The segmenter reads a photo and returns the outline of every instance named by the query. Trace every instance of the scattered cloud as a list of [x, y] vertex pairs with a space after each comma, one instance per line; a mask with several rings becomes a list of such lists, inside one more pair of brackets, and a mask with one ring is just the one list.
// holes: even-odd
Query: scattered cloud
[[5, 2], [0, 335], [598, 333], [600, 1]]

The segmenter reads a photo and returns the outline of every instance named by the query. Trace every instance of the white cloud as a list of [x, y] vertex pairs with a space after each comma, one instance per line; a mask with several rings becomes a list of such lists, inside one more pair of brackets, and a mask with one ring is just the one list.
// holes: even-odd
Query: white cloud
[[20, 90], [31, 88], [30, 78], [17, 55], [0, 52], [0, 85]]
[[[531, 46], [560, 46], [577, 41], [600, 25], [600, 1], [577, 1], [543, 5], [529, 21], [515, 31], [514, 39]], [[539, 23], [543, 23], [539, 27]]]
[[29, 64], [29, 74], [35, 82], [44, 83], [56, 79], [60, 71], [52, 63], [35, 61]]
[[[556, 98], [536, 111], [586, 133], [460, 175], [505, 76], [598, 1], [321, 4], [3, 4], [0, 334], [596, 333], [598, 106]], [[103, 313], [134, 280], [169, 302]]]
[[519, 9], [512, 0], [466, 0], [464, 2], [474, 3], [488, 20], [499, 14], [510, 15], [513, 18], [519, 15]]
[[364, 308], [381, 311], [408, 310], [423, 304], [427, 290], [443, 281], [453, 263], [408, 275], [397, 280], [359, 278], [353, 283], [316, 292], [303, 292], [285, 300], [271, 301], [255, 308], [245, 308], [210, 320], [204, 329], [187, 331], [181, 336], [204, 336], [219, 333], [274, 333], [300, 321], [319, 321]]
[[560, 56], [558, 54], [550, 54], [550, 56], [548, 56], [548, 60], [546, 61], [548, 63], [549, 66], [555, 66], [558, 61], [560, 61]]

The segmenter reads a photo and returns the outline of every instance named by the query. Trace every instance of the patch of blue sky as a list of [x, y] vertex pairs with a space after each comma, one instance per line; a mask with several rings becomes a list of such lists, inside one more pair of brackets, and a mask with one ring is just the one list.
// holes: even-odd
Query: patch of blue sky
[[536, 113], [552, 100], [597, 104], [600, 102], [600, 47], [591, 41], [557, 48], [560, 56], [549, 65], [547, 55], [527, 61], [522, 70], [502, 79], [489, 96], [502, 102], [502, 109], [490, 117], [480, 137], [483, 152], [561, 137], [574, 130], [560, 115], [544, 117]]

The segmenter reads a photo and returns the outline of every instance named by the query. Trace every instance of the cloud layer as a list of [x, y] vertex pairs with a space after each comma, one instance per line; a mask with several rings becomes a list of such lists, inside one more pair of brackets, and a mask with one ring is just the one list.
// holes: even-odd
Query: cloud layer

**Written instruction:** Reproduce all the records above, changing every "segmenter" to "tracer" and leaving everything else unchanged.

**Final result:**
The tracer reads a photo and returns the outline of every instance named by the query. Trace every instance of the scattered cloud as a list of [x, y] vertex pairs with a space after each comma, one instance per line; a mask with several rings becomes a list of such lists, inside one more pair of brackets, and a mask with one ring is just the one list.
// holes: even-odd
Query: scattered cloud
[[5, 2], [0, 335], [598, 333], [600, 1]]

The tracer reads a photo and returns the outline of every instance named by the query. Trace every instance of the white cloud as a list of [x, y] vertex pairs with a space after each comma, one instance per line; a mask with several rings becomes a list of such lists, inside one more pair of brackets, and a mask with one ring is just the one list.
// holes: even-odd
Query: white cloud
[[20, 90], [31, 88], [30, 78], [17, 55], [0, 52], [0, 85]]
[[[531, 46], [560, 46], [577, 41], [600, 25], [600, 1], [577, 1], [543, 5], [529, 21], [515, 31], [514, 39]], [[539, 23], [543, 23], [539, 27]]]
[[29, 64], [29, 74], [35, 82], [44, 83], [56, 79], [60, 71], [52, 63], [35, 61]]
[[[556, 98], [536, 111], [586, 133], [460, 175], [505, 76], [598, 1], [321, 4], [3, 4], [0, 334], [596, 333], [598, 106]], [[103, 313], [134, 280], [169, 302]]]
[[519, 9], [512, 0], [466, 0], [464, 2], [474, 3], [488, 20], [499, 14], [510, 15], [513, 18], [519, 15]]
[[364, 308], [381, 311], [408, 310], [423, 304], [427, 290], [443, 281], [453, 263], [408, 275], [397, 280], [359, 278], [353, 283], [316, 292], [303, 292], [285, 300], [271, 301], [255, 308], [245, 308], [210, 320], [204, 329], [187, 331], [181, 336], [204, 336], [219, 333], [274, 333], [300, 321], [319, 321]]
[[560, 56], [558, 54], [550, 54], [550, 56], [548, 56], [548, 60], [546, 61], [548, 63], [549, 66], [555, 66], [558, 61], [560, 61]]

The tracer reads a photo and returns the outline of every instance named by the query. Trace every instance of the patch of blue sky as a list of [x, y] vertex pairs with a space after each comma, one instance per line; a mask with several rings becomes a list of such lists, inside one more pair of brackets, and a mask with one ring is just the one list.
// holes: even-odd
Query: patch of blue sky
[[536, 113], [552, 100], [597, 104], [600, 102], [600, 47], [591, 41], [557, 48], [560, 56], [549, 65], [547, 55], [527, 61], [522, 70], [502, 79], [489, 96], [502, 102], [502, 109], [490, 117], [480, 137], [483, 152], [561, 137], [574, 130], [560, 115], [544, 117]]

The tracer reads a photo and returns the outline of every instance named by the query. Trace every instance of the cloud layer as a list of [x, y] vertex pairs with a space after each comma, one instance per line; a mask with several rings becomes a list of such lists, inside one more pair of brackets, and a mask with one ring is just the one list.
// holes: even-odd
Query: cloud layer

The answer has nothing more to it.